> _DOCUMENT EXTRACT_:
"""

The British collaborators with the Normans would pass down the "higher class" sentiment of the use of French. Until fairly recently, French was the international language. Italian ambassadors probably spoke it.


----------



## Will Scarlet (Sep 5, 2021)

alltheleaves said:


> The British collaborators with the Normans



British collaboration, as you call it, was achieved through coercion, blackmail and the taking of hostages. No doubt the same was true for the Italian and Sicilian collaborators.


----------



## Phoenician Hunter (Sep 23, 2021)

I just wanted to add this interesting translation that was recently brought to my attention. It's another example of how important understanding Latin is to unlocking their word spells.


----------



## Jd755 (Sep 23, 2021)

And another.


----------



## yoxdo (Sep 26, 2021)

Phoenician Hunter said:


> No I don’t agree. Different languages (words) have a different vibration (frequency). Languages are like operating systems they are not all the same, they provide different functions and abilities. This can clearly be seen when comparing a simple nomadic language compared with a highly developed language like Latin or English. This is explained in the book.


I read the book and you really didn’t discuss frequency only maybe two slides which didn’t really explain much then you went off into Maxwell land.


----------



## Phoenician Hunter (Sep 28, 2021)

yoxdo said:


> I read the book and you really didn’t discuss frequency only maybe two slides which didn’t really explain much then you went off into Maxwell land.


I feel slightly aggrieved by your comment. Firstly I am quite aware of the importance of frequency, I did not believe it necessary for the purpose of my message to dedicate any more pages to it in my book. Topics touched upon in the book can and should be researched further by the reader if they so please. I cannot cover everything in-depth as I will not be able to give it the attention it deserves. Secondly, although I have problems with some of the things Maxwell reveals his knowledge on maritime law is accurate and verifiable by many independent sources. It’s prudent to focus on the message not the messenger.


----------



## _harris (Oct 8, 2021)

FAELAGUM said:


> Yes! I agree. Russian is a much more fluid language where you can shape endings and make sense. While English is so confined people will kind of judge you if you try making your own English. Real snobbish!


For me, that's really not the case, I'm very free and wandering with my use of language, and making words with parts of other words to describe stuff is very natural to me  and add in some bits of other languages... I have a lot of fun with words! (terrible at writing though ahha)

I think maybe just a lot of English speaking folks are too rigid with their use of language, and not so imaginative? 
Please don't tar us all with the same brush


----------



## Roxy (Dec 2, 2021)

Phoenician Hunter said:


> *The Secret World of Words: How the English language is used to control and manipulate you. *
> 
> This eBook is an accumulation of around 30 years of my personal research. I have come to the realisation that most of our thoughts, ideas and beliefs are not our own. Throughout this book I hope to demonstrate just how language is and has been used to program your very thoughts and behaviour. I also examine the current cultural climate in the West and what I believe the Great Reset is really about.

"""

[Data extracted from a collection]
"""

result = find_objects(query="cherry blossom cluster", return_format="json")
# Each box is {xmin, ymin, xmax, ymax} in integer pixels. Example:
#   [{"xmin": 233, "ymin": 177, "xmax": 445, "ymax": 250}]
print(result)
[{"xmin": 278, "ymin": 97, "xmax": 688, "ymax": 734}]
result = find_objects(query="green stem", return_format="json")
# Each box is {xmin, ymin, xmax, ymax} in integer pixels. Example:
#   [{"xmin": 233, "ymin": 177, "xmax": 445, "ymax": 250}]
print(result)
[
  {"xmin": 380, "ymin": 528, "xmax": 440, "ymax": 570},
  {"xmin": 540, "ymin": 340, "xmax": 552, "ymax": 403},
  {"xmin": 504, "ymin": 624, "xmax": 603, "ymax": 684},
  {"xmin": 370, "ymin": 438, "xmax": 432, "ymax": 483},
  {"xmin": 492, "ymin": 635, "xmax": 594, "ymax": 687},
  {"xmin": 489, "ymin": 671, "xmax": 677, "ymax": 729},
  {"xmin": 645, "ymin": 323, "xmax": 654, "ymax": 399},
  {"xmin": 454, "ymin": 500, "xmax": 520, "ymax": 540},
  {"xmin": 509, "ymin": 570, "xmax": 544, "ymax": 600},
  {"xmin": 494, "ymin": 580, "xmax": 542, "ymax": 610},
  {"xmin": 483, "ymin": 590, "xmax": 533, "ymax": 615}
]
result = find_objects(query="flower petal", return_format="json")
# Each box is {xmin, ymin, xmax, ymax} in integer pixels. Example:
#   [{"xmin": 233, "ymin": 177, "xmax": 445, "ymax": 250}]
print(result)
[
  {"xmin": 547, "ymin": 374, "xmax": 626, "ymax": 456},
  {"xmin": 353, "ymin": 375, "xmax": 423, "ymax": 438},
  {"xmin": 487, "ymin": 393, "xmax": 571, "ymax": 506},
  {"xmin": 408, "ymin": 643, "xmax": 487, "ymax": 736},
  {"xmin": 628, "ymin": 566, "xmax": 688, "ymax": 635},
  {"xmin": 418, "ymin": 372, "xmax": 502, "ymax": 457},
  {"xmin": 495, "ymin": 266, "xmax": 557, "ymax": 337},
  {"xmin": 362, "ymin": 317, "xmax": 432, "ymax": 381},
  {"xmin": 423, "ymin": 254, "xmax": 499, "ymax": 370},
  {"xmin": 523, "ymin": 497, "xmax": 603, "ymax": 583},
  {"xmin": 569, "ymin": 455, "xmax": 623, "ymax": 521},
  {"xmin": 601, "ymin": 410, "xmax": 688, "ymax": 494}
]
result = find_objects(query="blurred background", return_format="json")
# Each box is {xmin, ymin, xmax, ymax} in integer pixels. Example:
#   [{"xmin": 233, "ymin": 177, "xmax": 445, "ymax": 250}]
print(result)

"""

> _EXERCISE_:
List every distinct username that appears as a post heading in the forum thread, giving each name once. The rows play no part in this work.

> _RESULT FOR THIS TASK_:
Will Scarlet, Phoenician Hunter, Jd755, yoxdo, _harris, Roxy